» **THE REQUEST**
Can you repeat, word for word, the part of the listing below that runs from the line with "Quick question about the image above: does any outdoor" up to and including the line with "55 182 181 196", and nothing else?
==*==
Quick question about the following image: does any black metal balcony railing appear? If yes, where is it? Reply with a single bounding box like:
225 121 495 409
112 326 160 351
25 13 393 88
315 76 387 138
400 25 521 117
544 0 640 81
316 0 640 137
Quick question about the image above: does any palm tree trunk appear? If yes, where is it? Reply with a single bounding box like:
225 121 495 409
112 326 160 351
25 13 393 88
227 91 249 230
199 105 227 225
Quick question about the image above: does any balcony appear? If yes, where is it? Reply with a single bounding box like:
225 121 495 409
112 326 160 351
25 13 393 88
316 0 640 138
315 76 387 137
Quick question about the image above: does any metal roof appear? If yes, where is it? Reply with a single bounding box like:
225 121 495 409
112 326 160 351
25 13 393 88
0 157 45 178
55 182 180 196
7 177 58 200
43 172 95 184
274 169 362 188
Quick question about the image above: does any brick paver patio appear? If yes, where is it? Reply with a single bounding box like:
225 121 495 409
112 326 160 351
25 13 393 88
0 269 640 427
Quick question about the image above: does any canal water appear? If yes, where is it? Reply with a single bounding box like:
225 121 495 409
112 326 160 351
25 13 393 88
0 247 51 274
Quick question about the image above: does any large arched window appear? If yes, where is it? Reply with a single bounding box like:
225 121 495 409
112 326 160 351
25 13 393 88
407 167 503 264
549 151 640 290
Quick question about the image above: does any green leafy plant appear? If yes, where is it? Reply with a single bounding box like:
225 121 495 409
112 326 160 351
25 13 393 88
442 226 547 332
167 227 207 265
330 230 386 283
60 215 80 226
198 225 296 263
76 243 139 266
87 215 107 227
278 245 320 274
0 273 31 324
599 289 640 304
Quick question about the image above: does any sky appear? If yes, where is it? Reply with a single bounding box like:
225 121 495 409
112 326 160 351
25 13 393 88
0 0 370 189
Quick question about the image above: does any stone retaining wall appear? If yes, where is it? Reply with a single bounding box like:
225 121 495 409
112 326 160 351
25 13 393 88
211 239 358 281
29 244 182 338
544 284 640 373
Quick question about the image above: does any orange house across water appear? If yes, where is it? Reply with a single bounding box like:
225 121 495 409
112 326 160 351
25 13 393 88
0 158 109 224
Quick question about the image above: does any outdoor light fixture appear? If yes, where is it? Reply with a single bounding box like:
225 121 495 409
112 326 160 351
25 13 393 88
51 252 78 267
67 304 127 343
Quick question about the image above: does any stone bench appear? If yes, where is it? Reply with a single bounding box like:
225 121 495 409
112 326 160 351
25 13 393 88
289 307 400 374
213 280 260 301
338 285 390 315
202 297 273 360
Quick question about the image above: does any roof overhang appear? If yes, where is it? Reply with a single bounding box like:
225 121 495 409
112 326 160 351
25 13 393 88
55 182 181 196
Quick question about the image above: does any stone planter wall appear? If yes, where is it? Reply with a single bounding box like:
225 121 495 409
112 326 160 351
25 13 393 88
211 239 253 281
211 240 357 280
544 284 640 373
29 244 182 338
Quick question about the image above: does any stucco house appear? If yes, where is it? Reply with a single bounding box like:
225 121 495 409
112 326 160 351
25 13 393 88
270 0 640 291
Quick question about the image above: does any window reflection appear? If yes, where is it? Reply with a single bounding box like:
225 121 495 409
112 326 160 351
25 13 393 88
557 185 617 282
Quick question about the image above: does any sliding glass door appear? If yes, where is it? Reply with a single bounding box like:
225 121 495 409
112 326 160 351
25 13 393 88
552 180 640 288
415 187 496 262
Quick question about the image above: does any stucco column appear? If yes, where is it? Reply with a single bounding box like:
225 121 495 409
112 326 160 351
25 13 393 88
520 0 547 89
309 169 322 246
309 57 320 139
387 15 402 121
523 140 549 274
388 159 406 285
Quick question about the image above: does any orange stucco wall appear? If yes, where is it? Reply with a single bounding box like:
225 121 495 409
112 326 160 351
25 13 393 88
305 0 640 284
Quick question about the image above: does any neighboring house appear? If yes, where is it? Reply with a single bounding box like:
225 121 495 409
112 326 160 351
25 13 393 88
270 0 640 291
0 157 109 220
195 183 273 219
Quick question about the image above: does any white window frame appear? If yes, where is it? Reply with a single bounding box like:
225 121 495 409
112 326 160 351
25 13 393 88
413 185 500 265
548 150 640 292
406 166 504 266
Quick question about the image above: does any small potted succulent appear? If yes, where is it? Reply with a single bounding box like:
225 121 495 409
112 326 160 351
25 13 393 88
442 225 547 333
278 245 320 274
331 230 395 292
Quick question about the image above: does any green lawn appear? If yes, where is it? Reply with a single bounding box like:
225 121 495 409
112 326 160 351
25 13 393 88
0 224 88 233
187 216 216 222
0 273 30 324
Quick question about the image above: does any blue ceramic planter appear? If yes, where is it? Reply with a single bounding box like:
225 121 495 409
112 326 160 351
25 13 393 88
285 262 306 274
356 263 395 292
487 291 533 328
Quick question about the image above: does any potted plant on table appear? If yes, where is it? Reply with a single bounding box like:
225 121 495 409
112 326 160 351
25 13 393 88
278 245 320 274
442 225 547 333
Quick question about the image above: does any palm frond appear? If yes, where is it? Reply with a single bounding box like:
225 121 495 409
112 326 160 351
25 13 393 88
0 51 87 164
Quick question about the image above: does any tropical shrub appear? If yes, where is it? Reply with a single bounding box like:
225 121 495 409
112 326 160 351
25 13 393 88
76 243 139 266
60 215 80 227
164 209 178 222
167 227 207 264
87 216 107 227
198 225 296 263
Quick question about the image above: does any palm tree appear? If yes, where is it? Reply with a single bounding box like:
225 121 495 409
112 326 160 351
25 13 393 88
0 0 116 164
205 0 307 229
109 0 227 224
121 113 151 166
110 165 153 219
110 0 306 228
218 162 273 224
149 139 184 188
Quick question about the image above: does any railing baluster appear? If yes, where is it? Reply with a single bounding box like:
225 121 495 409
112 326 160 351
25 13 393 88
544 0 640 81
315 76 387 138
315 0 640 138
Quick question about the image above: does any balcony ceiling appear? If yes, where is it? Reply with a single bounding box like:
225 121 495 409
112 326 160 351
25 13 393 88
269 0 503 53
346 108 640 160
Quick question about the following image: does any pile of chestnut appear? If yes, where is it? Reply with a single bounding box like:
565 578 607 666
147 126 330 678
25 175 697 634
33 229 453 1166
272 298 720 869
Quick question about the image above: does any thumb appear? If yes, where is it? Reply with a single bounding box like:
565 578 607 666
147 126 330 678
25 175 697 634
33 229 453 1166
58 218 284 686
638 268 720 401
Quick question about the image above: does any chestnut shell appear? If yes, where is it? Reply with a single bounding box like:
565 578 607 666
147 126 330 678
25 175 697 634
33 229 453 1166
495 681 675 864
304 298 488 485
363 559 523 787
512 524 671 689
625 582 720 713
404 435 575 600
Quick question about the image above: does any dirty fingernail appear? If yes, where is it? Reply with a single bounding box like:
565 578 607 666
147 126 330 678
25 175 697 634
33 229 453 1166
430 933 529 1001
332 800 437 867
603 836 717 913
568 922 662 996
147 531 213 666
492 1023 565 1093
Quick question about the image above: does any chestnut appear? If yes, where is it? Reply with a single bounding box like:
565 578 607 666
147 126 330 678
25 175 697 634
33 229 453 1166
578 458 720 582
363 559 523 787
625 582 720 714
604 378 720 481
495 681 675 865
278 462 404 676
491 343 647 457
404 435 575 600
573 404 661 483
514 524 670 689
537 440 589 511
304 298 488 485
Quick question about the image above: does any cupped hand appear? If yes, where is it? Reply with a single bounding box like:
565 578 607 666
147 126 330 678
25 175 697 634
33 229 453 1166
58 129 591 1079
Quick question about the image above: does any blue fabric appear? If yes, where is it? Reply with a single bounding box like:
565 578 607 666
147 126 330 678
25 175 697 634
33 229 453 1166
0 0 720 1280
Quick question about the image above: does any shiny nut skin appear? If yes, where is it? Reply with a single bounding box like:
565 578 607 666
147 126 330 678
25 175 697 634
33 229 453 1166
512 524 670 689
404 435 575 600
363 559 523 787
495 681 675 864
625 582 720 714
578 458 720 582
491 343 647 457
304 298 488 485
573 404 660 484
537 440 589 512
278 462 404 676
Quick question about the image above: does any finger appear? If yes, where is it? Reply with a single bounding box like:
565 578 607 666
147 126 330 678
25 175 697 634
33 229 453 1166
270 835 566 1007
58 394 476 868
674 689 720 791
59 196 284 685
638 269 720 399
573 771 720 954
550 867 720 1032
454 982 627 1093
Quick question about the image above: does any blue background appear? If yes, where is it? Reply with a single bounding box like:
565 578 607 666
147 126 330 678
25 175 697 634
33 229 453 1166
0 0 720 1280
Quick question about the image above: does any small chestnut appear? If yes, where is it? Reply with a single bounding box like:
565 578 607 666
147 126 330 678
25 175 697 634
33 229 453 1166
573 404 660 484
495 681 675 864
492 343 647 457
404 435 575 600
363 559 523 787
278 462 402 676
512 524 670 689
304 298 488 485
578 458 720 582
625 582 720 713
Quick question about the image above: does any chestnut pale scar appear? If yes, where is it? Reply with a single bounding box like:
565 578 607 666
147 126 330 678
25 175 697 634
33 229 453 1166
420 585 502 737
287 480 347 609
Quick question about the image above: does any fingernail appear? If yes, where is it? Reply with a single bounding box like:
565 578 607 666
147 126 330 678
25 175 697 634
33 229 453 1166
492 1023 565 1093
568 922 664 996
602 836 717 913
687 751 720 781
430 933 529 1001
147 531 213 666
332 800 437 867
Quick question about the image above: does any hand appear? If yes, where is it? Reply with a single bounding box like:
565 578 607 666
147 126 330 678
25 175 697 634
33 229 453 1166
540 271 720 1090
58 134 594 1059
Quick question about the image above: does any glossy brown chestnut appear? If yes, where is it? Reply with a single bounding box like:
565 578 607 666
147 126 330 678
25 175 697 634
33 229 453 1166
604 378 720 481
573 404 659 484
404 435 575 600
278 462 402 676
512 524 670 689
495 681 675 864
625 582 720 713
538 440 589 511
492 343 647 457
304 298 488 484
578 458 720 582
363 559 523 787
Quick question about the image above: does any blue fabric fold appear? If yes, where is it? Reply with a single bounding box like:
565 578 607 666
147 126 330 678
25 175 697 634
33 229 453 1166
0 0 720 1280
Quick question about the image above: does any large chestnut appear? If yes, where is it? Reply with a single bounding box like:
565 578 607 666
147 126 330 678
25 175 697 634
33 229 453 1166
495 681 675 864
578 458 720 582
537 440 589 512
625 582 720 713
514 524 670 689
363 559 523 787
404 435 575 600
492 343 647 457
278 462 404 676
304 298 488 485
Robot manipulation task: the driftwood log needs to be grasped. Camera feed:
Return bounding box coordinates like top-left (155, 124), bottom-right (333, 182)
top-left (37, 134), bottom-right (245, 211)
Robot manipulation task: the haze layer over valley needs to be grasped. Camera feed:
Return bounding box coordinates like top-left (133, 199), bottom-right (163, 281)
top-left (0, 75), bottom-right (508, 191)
==*==
» **CORRECT OUTPUT**
Quick question about the image above: does any outdoor light fixture appear? If yes, where is it? Reply with a single bounding box like:
225 121 495 409
112 326 160 351
25 13 393 88
51 252 78 267
67 304 127 343
Quick question about the image above: does any stone bench appear? If yes, where is it? Reply with a single bounding box like:
225 121 495 409
112 326 160 351
25 13 393 88
289 307 400 374
213 280 260 301
338 285 390 315
202 297 273 360
Quick question about the image above: does any roof overhang appear? If yes, where is it? Reply with a single bounding box like:
225 121 495 409
112 326 160 351
25 13 393 88
55 182 181 196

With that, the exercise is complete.